[Parts of the exercise]:
1: In the text on the EPA, since what year has taxpayer money paid for Superfund cleanups?
2: Rewrite the passage of the EPA text starting with "One example that" and going on through "in the field.", swapping "cataclysmic" for "catastrophic".

[Text under study]:

*** Begin section ***

My Personal Experience with the EPA

By: Jose Aguayo, Senior Science Associate

The US Environmental Protection Agency (EPA) is an often embattled and criticized federal agency – and very much rightly so. Since its inception in late 1970, the EPA has struggled to deliver on its mandate to be good stewards for America’s environment. However, it is my view derived from my personal experience, that the agency’s failings have more to do with its structure and its imposed limitations, than with its people.
One example that is still fresh in everyone’s mind is the water crisis in Flint, Michigan. The town experienced such a cataclysmic and systematic failure of all the safety checkpoints designed to maintain a safe drinking water system; but the biggest failure of all came from the very top. The EPA failed to “establish clear roles and responsibilities, risk assessment procedures, effective communication and proactive oversight tools,” as their own self-assessment report concluded. This stemmed from the slow and bureaucratic structure of their upper management, who in many instances were political appointees with little to no experience in the field.
Perhaps even more damaging are the handcuffs the EPA works with – financial handcuffs. Nowhere is this more evident than in the Superfund program. Once funded by a fairly well-designed and reasonable dedicated tax on polluters, the program now runs on fumes. Since 1995, taxpayer money funds the cleanups, and even this has been cut by almost 50% over the last two decades. The result for the agency is almost nonexistent enforcement power and cleanup activities that get delayed for years. I could probably go on and on citing examples of the way the EPA has proven to be next to useless. But I don’t despise the agency; at least not anymore. I worked there for a little over 3 years as a contractor and, initially, I was very cautious and apprehensive. Having come from an environmental nonprofit background, I saw them as, maybe not the enemy, but certainly as a facilitator for those against me. In many ways that remains true, but the people I met there changed my view of the agency quite drastically.

*** End section ***

[Data extracts]:
*** Begin section ***

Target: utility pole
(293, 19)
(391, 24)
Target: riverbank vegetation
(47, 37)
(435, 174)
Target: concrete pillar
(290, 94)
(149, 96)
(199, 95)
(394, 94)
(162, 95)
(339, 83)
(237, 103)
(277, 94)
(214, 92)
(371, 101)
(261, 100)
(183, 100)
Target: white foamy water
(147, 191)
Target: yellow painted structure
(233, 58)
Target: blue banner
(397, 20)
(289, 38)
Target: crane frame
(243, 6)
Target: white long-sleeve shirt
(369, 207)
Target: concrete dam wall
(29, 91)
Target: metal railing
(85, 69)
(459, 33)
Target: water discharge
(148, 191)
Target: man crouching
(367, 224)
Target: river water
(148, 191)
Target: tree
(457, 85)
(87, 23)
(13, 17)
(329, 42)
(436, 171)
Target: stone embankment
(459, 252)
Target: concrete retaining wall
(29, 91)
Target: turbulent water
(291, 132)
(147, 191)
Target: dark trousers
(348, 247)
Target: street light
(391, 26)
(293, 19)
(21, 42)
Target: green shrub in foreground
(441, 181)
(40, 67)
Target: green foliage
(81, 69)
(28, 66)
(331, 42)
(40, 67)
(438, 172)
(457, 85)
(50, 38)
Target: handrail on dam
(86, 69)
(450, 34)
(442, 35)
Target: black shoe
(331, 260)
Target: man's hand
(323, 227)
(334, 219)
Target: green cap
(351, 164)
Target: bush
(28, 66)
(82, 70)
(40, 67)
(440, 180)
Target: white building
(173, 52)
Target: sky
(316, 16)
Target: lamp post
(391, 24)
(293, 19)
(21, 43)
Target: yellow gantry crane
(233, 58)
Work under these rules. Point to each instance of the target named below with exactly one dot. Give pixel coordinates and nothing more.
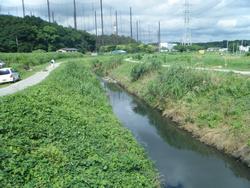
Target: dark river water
(182, 161)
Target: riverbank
(214, 107)
(63, 133)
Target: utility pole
(116, 23)
(17, 44)
(159, 35)
(75, 22)
(131, 23)
(137, 31)
(96, 33)
(48, 9)
(101, 17)
(53, 17)
(96, 25)
(23, 8)
(187, 38)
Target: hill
(32, 33)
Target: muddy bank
(220, 138)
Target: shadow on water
(182, 161)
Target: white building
(166, 47)
(244, 48)
(65, 50)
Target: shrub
(176, 82)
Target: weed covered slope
(214, 107)
(63, 133)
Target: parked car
(8, 75)
(118, 52)
(2, 64)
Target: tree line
(32, 33)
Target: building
(223, 50)
(244, 48)
(215, 49)
(67, 50)
(167, 47)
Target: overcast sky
(210, 20)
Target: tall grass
(177, 81)
(62, 133)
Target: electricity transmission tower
(23, 8)
(187, 38)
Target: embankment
(62, 133)
(214, 107)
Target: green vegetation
(141, 69)
(210, 60)
(130, 48)
(62, 133)
(214, 104)
(32, 33)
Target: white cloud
(229, 18)
(232, 23)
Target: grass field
(62, 133)
(212, 60)
(214, 106)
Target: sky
(212, 20)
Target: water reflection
(181, 160)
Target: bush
(141, 69)
(176, 82)
(64, 134)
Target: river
(182, 161)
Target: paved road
(30, 81)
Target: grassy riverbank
(62, 133)
(213, 106)
(208, 60)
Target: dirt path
(30, 81)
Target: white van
(8, 75)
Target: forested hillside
(32, 33)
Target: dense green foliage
(141, 69)
(62, 133)
(32, 33)
(177, 82)
(211, 100)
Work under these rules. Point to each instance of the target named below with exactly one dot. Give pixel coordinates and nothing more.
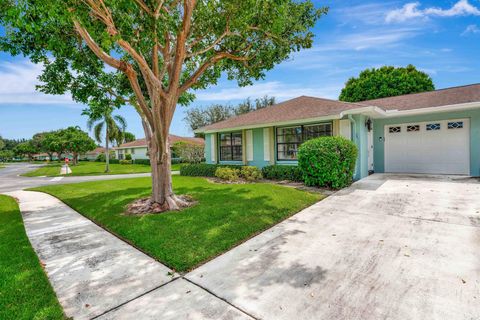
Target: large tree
(386, 82)
(163, 48)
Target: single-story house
(92, 155)
(435, 132)
(138, 149)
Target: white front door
(435, 147)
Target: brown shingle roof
(437, 98)
(309, 107)
(295, 109)
(171, 139)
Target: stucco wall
(473, 115)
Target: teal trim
(208, 149)
(360, 138)
(258, 149)
(473, 115)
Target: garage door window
(455, 125)
(433, 126)
(413, 128)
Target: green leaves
(327, 162)
(386, 82)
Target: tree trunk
(160, 162)
(107, 153)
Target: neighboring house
(139, 150)
(92, 155)
(436, 132)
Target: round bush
(327, 162)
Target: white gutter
(372, 111)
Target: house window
(289, 139)
(455, 125)
(433, 126)
(231, 146)
(394, 129)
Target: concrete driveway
(389, 247)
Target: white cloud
(18, 81)
(473, 28)
(276, 89)
(412, 10)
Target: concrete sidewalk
(96, 274)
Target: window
(455, 125)
(394, 129)
(413, 128)
(231, 146)
(433, 126)
(290, 138)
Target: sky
(441, 38)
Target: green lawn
(225, 215)
(92, 169)
(25, 292)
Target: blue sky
(441, 38)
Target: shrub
(202, 169)
(251, 173)
(228, 174)
(279, 172)
(327, 162)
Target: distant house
(435, 132)
(138, 149)
(92, 155)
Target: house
(92, 155)
(436, 132)
(138, 149)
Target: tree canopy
(384, 82)
(156, 52)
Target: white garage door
(437, 147)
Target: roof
(429, 99)
(304, 108)
(295, 109)
(171, 139)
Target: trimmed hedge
(203, 169)
(279, 172)
(327, 162)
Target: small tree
(77, 142)
(189, 152)
(386, 82)
(26, 149)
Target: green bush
(228, 174)
(142, 161)
(327, 162)
(251, 173)
(279, 172)
(202, 169)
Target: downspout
(355, 140)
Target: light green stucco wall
(473, 115)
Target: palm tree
(114, 126)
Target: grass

*** End section ***

[Responses to the tasks]:
1: Since 1995.

2:
One example that is still fresh in everyone’s mind is the water crisis in Flint, Michigan. The town experienced such a catastrophic and systematic failure of all the safety checkpoints designed to maintain a safe drinking water system; but the biggest failure of all came from the very top. The EPA failed to “establish clear roles and responsibilities, risk assessment procedures, effective communication and proactive oversight tools,” as their own self-assessment report concluded. This stemmed from the slow and bureaucratic structure of their upper management, who in many instances were political appointees with little to no experience in the field.